[Task data]
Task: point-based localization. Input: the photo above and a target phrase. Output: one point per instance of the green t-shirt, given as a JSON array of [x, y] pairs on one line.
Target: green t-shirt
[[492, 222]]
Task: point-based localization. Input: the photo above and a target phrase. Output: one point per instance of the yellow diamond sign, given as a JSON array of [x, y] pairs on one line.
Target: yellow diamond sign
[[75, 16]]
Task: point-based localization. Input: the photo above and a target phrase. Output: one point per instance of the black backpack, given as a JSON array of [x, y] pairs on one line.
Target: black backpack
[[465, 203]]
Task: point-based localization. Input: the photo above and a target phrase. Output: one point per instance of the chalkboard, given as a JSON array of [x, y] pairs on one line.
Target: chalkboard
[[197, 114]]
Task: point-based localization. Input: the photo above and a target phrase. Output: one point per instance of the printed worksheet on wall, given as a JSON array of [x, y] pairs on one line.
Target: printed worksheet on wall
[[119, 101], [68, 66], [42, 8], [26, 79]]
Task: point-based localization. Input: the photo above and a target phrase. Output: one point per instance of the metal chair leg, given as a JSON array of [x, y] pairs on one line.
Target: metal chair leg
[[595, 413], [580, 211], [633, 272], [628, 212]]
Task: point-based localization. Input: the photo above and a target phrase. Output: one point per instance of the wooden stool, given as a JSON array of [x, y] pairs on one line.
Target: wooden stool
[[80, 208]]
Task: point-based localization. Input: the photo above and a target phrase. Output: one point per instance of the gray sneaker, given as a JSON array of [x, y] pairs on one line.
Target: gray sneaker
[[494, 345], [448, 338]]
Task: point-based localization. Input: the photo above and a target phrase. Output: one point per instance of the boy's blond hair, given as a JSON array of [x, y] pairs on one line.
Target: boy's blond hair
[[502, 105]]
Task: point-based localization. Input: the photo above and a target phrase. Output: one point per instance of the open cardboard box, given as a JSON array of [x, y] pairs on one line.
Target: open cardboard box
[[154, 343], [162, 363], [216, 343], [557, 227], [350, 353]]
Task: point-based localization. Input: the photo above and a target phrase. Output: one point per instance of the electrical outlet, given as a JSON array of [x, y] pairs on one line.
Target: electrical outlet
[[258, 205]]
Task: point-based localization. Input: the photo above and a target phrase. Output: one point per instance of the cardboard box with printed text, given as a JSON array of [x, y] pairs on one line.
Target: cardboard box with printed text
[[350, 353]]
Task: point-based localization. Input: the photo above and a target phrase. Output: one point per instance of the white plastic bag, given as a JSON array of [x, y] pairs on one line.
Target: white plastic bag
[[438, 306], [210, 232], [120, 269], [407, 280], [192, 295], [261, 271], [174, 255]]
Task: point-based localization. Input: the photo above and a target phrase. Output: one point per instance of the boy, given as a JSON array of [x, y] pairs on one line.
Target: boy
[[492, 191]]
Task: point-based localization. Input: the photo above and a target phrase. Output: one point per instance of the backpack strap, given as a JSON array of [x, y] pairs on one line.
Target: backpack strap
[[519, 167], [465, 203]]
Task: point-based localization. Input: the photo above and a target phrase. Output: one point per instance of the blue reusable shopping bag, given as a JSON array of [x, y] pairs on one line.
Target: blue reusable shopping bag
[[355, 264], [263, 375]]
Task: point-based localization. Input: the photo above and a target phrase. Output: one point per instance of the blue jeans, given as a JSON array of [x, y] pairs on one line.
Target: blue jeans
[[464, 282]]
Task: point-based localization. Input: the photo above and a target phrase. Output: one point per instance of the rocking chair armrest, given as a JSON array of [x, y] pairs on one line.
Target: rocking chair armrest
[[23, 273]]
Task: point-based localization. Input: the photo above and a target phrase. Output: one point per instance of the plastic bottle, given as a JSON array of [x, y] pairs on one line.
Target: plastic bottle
[/Task data]
All that is required is the number of lines in the data above that contain the word "bottle".

§ **Response area**
2